DATA FOR THIS EXERCISE:
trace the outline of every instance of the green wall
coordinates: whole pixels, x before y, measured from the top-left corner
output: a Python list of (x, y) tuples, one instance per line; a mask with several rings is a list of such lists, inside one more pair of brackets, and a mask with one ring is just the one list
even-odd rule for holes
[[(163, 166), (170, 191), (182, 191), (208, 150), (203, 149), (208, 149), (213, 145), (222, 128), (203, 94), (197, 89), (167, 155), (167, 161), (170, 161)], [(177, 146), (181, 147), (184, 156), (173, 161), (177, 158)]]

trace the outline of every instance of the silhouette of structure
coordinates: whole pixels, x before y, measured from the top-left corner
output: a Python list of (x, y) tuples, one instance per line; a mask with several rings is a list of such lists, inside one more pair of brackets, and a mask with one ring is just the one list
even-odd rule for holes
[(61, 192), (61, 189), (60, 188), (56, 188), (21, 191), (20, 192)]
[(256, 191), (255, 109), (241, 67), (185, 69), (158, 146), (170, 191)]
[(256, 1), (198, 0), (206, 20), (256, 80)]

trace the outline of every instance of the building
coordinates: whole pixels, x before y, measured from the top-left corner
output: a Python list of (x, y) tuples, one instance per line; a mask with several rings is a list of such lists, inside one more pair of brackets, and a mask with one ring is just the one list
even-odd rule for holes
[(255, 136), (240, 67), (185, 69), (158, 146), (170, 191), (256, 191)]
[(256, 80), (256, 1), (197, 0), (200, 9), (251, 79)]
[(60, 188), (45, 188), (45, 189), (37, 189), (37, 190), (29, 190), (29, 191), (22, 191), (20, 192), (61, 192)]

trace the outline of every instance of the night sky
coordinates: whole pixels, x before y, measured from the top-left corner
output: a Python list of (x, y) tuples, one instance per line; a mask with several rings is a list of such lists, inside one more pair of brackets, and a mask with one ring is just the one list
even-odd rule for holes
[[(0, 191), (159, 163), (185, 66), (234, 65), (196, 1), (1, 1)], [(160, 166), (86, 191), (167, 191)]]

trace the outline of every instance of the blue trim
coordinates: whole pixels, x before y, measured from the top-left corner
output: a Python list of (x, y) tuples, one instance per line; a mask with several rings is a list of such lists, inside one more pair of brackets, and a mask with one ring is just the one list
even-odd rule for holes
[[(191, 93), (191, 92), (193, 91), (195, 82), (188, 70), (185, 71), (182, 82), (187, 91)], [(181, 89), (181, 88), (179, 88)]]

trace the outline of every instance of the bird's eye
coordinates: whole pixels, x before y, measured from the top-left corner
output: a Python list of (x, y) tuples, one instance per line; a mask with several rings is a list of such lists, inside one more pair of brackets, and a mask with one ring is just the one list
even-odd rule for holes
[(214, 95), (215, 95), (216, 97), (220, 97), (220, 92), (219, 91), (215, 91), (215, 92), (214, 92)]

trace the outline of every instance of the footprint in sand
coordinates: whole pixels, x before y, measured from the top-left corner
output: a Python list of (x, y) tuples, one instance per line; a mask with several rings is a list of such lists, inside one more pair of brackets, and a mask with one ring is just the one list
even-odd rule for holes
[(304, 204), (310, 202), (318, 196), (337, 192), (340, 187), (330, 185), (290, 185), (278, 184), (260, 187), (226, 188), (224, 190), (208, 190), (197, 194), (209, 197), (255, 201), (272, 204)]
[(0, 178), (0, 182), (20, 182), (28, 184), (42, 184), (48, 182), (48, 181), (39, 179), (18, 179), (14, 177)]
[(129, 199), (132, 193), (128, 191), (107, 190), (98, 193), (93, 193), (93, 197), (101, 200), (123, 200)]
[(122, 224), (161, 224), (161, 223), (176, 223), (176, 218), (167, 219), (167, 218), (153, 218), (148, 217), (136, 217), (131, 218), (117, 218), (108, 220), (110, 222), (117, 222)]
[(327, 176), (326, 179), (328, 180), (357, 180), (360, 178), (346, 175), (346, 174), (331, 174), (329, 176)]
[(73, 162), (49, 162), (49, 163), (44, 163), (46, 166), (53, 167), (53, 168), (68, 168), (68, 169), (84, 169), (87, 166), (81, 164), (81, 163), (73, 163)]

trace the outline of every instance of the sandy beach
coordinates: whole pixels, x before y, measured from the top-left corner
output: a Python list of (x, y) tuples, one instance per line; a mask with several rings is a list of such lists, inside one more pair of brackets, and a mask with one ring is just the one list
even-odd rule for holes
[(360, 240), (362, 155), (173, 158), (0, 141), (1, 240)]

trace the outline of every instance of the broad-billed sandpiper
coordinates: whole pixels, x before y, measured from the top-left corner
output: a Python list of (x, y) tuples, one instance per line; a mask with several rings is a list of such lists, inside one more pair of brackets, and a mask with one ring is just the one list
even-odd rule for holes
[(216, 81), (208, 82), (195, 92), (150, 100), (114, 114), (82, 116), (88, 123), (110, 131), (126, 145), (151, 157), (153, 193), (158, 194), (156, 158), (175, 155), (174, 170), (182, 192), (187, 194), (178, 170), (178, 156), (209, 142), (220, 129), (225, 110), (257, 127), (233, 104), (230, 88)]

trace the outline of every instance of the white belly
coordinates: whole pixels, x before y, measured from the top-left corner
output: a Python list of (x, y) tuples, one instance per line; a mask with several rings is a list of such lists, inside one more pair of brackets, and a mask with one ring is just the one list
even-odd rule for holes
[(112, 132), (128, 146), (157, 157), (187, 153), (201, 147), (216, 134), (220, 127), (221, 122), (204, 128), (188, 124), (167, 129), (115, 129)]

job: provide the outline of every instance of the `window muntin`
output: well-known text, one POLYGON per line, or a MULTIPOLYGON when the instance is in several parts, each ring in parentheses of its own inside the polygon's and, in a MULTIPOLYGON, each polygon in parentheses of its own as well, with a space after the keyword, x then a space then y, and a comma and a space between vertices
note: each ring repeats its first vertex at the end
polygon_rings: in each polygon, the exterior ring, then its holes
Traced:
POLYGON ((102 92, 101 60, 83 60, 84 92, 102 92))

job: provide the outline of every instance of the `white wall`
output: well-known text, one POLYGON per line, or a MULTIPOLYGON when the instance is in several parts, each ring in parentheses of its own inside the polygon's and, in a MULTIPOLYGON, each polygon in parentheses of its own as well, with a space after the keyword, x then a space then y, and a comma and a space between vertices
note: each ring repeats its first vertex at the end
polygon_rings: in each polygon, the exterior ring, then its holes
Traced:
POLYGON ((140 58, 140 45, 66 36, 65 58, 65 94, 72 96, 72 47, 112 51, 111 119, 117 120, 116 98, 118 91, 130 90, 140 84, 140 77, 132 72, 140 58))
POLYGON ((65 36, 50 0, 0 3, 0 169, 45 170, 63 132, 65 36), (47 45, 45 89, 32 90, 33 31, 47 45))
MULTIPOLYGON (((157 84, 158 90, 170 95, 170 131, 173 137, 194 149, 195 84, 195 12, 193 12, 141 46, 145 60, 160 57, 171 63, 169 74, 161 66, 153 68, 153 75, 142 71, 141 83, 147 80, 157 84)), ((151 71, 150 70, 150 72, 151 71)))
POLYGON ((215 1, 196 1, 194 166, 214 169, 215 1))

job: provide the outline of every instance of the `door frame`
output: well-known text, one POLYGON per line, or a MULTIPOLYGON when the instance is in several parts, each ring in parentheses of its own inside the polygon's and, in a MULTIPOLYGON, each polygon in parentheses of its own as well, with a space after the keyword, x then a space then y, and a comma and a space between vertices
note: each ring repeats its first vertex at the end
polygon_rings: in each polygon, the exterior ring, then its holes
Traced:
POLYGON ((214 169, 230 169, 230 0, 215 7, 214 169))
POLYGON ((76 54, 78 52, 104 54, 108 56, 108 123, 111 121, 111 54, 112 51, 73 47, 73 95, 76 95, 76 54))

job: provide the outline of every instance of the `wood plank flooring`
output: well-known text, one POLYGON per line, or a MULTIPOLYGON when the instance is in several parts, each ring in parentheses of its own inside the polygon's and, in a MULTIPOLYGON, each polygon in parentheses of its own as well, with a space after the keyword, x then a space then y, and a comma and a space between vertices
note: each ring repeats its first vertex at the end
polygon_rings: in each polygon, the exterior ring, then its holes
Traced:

TASK GOAL: Resize the lines between the line holding "trace the outline of every instance of the building" and the line holding "192), (61, 192)]", inclusive, and give only those lines again, requests included, multiplying every coordinate in the answers by 2.55 and rounding each result to a whole number, with halves rounded up.

RESULT FOR THIS EXERCISE:
trace the outline of every instance of the building
coordinates: whole pixels, x before y, measured from the top-left corner
output: a Python list of (x, y) tuples, one instance per line; a mask with several rings is a list of such lists, inside one more pair of brackets, and a mask with one ring is just the one list
even-odd rule for holes
[(650, 347), (612, 171), (472, 176), (403, 372), (434, 487), (653, 487)]
[(653, 204), (653, 3), (502, 0), (510, 23), (640, 201)]
[(153, 479), (115, 479), (115, 482), (94, 482), (94, 485), (74, 485), (74, 487), (56, 487), (51, 490), (156, 490)]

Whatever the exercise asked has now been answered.